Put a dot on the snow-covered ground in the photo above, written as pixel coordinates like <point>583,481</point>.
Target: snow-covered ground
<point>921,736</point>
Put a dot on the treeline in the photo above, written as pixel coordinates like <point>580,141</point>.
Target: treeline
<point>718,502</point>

--

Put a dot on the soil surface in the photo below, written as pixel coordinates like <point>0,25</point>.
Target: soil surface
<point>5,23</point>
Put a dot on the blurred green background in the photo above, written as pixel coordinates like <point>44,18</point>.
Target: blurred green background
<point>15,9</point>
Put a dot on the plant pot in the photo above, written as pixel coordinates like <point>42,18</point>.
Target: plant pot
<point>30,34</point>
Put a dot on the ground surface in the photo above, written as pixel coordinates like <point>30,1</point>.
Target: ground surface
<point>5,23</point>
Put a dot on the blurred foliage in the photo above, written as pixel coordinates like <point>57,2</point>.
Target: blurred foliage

...

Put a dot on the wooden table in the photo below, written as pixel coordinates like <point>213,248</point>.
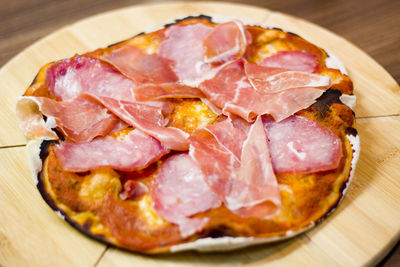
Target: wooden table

— Work to do —
Rewrite everything from the line containing "Put a dot on the blurred foliage" down to the line containing "Target: blurred foliage", swapping "foliage" for "leaves" and leaving the rest untouched. Return only those lines.

— Exercise output —
Put a dot on the blurred leaves in the photo above, written as pixel coordinates like <point>57,2</point>.
Target: blurred leaves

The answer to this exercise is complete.